**Material provided**.
══════════════════════════════

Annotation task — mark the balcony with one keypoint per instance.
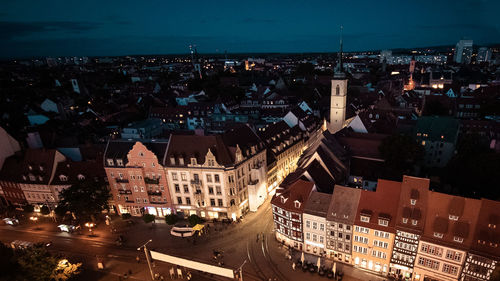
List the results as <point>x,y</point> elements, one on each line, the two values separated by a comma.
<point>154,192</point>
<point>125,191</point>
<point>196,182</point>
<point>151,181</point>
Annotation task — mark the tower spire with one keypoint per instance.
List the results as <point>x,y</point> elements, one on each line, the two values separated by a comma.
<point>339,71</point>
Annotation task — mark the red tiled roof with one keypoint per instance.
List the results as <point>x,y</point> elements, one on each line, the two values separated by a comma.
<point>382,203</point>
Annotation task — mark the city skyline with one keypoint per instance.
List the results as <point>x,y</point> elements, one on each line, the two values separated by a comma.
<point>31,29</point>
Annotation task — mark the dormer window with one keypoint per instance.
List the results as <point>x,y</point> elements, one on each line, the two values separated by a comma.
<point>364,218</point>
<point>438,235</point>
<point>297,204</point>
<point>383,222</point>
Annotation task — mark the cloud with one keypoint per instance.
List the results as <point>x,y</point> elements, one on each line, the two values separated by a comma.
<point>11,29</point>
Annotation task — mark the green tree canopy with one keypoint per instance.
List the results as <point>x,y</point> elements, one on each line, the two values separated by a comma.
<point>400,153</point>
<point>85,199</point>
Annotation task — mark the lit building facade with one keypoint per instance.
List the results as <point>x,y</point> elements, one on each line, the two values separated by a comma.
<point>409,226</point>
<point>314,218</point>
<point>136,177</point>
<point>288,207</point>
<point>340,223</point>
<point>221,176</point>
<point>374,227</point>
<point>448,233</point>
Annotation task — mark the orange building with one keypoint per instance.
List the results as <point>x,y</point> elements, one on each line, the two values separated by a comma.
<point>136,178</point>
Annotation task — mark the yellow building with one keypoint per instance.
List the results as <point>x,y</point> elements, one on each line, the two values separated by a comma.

══════════════════════════════

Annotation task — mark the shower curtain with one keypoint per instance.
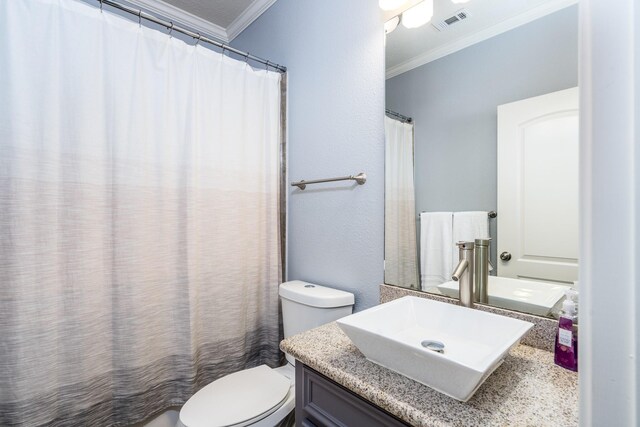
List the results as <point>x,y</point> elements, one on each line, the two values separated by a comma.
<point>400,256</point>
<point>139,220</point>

══════════════════════════════

**Task directions**.
Rewrite the material from the line with "Annotation task — mark the balcony" up to and including the line with "<point>151,181</point>", leaving out the picture and keeping every other line. Multiply each point coordinate by 0.6 and round it to a whole number, with halves rounded up.

**Answer to this task**.
Annotation task — mark the balcony with one keypoint per instance.
List the results as <point>x,y</point> elements, one on each line, the two values separated by a comma.
<point>92,115</point>
<point>75,115</point>
<point>118,109</point>
<point>91,109</point>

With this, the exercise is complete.